*RECORDS FOR PROCESSING:*

= = = = = = =

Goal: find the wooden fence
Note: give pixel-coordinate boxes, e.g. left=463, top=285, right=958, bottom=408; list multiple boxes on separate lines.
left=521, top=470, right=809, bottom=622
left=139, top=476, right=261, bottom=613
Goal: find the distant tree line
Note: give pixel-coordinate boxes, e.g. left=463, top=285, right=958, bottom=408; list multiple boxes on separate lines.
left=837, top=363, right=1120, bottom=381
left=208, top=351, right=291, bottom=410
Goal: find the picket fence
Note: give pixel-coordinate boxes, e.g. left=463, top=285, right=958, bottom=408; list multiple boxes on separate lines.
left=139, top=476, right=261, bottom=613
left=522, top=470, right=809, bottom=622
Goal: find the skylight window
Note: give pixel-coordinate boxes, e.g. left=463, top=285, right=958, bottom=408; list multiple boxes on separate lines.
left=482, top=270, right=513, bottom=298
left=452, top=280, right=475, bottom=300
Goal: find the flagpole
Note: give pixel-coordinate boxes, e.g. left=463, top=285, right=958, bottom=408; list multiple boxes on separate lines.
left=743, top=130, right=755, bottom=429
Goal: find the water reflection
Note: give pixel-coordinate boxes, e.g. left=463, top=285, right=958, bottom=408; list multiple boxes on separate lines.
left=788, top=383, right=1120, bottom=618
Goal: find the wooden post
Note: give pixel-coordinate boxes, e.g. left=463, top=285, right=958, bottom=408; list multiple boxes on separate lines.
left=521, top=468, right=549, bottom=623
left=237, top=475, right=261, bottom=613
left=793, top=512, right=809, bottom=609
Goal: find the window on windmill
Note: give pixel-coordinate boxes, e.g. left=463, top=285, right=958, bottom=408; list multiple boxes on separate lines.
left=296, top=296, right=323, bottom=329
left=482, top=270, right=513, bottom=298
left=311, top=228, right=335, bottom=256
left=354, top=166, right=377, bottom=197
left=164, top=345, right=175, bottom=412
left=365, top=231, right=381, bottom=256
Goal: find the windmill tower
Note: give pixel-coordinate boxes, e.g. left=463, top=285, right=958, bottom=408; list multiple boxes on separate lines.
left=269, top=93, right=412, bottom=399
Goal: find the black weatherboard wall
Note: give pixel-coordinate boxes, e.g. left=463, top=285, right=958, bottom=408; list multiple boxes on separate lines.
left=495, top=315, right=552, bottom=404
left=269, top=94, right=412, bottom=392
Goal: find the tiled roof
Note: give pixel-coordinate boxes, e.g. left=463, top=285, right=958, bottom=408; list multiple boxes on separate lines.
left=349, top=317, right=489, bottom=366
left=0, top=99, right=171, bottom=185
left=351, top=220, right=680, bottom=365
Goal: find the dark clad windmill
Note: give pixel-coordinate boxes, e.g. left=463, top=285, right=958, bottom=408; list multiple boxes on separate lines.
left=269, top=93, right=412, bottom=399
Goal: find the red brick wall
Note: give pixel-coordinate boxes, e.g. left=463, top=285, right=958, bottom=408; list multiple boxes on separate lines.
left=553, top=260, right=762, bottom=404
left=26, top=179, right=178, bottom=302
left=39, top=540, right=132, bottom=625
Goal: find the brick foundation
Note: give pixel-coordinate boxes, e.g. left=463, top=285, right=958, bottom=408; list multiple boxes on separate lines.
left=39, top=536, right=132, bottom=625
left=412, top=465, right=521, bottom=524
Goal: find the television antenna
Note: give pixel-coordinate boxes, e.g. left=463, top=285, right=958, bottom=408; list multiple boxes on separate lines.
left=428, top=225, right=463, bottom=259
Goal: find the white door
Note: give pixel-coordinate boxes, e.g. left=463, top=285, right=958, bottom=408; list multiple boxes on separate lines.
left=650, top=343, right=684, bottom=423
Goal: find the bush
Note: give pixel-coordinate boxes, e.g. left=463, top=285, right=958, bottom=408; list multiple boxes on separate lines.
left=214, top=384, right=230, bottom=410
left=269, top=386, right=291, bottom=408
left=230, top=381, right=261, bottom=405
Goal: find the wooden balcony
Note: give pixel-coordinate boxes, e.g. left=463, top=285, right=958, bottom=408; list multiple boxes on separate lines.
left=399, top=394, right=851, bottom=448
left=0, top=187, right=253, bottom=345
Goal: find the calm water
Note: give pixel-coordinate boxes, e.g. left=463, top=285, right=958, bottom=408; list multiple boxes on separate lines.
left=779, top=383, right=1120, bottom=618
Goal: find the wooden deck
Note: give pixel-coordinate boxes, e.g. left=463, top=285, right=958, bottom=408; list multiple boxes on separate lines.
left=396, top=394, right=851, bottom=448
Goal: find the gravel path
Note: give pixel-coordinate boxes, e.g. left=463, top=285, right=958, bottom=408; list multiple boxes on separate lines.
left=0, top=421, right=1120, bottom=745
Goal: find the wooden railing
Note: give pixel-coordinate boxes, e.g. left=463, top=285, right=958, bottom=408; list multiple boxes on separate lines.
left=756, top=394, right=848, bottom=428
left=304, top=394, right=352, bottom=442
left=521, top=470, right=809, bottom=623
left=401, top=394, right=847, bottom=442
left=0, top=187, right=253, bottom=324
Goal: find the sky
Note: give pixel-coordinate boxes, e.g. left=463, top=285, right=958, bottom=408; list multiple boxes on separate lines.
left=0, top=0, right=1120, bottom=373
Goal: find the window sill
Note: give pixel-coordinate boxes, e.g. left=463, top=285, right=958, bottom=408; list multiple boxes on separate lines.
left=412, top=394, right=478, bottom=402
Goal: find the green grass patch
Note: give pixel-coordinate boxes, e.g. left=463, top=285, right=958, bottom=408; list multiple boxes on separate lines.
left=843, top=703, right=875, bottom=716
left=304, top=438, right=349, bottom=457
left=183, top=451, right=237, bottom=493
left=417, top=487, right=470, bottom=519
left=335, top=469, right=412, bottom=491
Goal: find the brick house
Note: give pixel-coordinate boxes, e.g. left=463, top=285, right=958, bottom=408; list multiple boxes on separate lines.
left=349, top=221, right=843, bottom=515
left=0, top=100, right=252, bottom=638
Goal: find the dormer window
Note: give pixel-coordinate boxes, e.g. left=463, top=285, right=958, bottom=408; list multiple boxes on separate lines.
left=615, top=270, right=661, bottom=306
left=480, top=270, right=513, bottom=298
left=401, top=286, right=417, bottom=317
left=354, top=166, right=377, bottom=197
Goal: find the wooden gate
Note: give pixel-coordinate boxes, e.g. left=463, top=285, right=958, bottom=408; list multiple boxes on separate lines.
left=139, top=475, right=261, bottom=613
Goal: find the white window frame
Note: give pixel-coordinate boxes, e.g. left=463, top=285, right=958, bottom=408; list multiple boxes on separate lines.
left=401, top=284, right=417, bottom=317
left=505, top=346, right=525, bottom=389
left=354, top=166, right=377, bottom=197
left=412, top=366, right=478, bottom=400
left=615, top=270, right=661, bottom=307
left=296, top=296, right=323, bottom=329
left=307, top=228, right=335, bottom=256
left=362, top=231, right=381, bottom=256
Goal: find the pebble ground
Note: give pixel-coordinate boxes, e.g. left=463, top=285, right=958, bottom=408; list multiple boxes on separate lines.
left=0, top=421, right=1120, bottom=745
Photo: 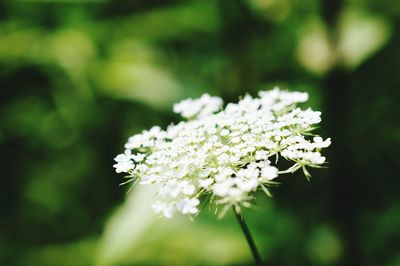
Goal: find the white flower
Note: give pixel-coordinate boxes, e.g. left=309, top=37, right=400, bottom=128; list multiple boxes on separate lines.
left=114, top=88, right=331, bottom=218
left=176, top=198, right=200, bottom=214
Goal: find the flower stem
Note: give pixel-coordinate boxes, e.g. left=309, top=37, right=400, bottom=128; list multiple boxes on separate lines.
left=233, top=207, right=264, bottom=266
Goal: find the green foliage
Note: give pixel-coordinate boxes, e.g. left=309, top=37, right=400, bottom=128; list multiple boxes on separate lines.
left=0, top=0, right=400, bottom=266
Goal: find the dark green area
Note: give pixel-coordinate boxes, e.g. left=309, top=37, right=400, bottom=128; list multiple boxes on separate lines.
left=0, top=0, right=400, bottom=266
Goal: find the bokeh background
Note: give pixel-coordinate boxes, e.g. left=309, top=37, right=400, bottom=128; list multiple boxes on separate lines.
left=0, top=0, right=400, bottom=266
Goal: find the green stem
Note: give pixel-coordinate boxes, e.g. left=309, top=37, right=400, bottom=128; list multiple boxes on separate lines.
left=233, top=207, right=264, bottom=266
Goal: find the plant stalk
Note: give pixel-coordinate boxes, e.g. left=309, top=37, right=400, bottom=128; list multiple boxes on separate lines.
left=233, top=207, right=264, bottom=266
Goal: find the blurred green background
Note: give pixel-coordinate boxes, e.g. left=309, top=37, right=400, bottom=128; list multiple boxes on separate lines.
left=0, top=0, right=400, bottom=266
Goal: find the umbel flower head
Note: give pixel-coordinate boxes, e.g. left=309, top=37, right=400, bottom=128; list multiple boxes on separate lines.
left=114, top=88, right=331, bottom=218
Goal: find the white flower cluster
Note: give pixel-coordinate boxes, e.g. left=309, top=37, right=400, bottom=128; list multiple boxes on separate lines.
left=114, top=88, right=330, bottom=218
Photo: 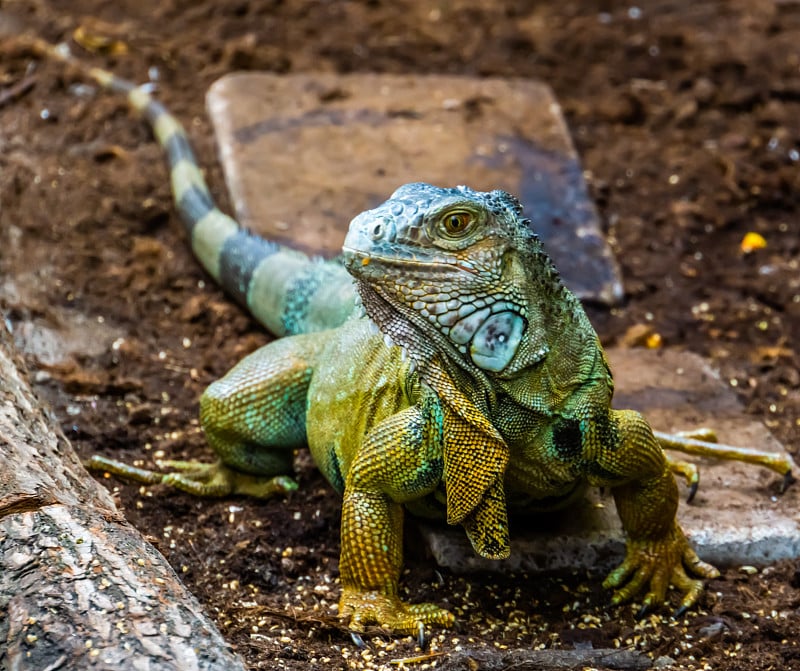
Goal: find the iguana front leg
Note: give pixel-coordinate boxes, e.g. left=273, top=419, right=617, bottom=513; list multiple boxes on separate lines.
left=339, top=395, right=454, bottom=633
left=586, top=410, right=719, bottom=612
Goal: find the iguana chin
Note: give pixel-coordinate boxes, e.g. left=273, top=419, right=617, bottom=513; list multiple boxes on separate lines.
left=26, top=40, right=792, bottom=633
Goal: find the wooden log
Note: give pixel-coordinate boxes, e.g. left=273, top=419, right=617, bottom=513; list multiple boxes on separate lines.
left=0, top=325, right=244, bottom=671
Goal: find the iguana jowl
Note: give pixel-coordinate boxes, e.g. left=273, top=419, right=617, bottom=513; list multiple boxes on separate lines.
left=31, top=42, right=792, bottom=632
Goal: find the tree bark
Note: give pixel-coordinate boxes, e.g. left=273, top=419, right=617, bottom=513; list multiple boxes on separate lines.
left=0, top=325, right=244, bottom=671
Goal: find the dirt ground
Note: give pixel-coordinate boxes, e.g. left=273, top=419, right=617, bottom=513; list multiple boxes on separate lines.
left=0, top=0, right=800, bottom=671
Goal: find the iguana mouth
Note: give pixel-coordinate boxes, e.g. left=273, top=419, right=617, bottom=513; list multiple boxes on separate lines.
left=342, top=247, right=478, bottom=277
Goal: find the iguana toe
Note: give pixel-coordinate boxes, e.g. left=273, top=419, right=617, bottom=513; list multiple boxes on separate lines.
left=339, top=589, right=455, bottom=642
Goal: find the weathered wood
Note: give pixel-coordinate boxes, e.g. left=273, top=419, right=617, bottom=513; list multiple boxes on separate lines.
left=0, top=325, right=244, bottom=671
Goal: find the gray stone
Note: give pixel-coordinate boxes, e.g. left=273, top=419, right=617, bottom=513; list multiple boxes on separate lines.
left=420, top=349, right=800, bottom=572
left=207, top=73, right=622, bottom=303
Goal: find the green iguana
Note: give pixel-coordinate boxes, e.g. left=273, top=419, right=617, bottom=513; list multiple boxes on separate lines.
left=34, top=42, right=792, bottom=633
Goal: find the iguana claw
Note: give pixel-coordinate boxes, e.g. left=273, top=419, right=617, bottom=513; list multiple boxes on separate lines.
left=603, top=525, right=719, bottom=617
left=339, top=588, right=455, bottom=636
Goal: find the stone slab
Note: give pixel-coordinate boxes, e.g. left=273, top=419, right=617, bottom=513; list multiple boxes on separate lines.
left=421, top=349, right=800, bottom=572
left=207, top=73, right=622, bottom=303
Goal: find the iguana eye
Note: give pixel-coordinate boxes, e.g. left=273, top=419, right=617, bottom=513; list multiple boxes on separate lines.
left=442, top=210, right=473, bottom=236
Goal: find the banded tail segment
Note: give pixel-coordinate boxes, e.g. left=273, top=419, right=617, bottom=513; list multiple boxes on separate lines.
left=33, top=40, right=356, bottom=336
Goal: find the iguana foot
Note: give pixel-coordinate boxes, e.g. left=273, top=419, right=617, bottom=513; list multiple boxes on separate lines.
left=339, top=587, right=455, bottom=634
left=603, top=524, right=719, bottom=614
left=85, top=455, right=297, bottom=499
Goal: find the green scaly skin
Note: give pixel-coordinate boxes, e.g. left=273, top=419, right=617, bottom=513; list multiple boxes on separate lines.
left=32, top=41, right=792, bottom=633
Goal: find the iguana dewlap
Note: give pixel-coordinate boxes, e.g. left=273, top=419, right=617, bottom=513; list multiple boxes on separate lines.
left=33, top=42, right=791, bottom=632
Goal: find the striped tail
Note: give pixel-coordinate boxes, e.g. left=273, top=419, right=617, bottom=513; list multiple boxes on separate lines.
left=33, top=40, right=356, bottom=336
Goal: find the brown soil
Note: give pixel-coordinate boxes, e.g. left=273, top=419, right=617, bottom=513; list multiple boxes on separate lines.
left=0, top=0, right=800, bottom=671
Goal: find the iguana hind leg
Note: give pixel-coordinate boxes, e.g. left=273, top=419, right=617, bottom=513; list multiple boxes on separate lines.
left=653, top=428, right=797, bottom=489
left=86, top=336, right=315, bottom=498
left=585, top=410, right=719, bottom=613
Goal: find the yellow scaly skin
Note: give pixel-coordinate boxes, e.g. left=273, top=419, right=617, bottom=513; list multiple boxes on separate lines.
left=29, top=41, right=793, bottom=633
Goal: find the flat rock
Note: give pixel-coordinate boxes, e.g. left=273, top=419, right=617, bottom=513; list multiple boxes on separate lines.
left=420, top=349, right=800, bottom=572
left=207, top=73, right=622, bottom=303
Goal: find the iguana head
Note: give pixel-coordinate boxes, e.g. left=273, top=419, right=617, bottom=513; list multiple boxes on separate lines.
left=344, top=183, right=563, bottom=379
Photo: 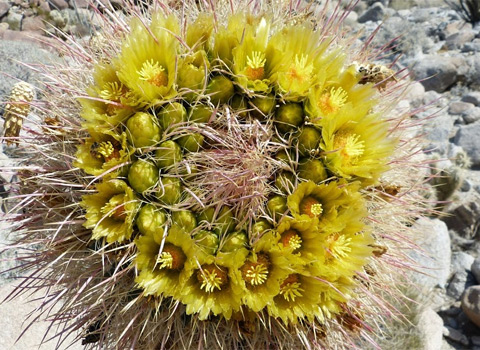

= = = = = = =

*WHAT TO WORK ON:* Copy out the lines starting with the line containing "Goal: find the wooden balcony" and going on through the line containing "left=396, top=394, right=851, bottom=448", exactly as they appear.

*WRITTEN RESPONSE:*
Goal: find the wooden balcony
Note: give pixel-coordinate boxes, e.g. left=463, top=285, right=958, bottom=408; list multiple boxes on separate lines.
left=399, top=394, right=851, bottom=448
left=0, top=187, right=253, bottom=345
Goal: find the calm water
Note: give pixel-coordinate boxes, e.g. left=463, top=285, right=958, bottom=408; list multiple boxes on separate lines.
left=779, top=383, right=1120, bottom=618
Goal: find the wooden deck
Note: give pixel-coordinate boxes, e.g. left=463, top=285, right=958, bottom=408; list multiple boxes on separate lines.
left=396, top=394, right=851, bottom=448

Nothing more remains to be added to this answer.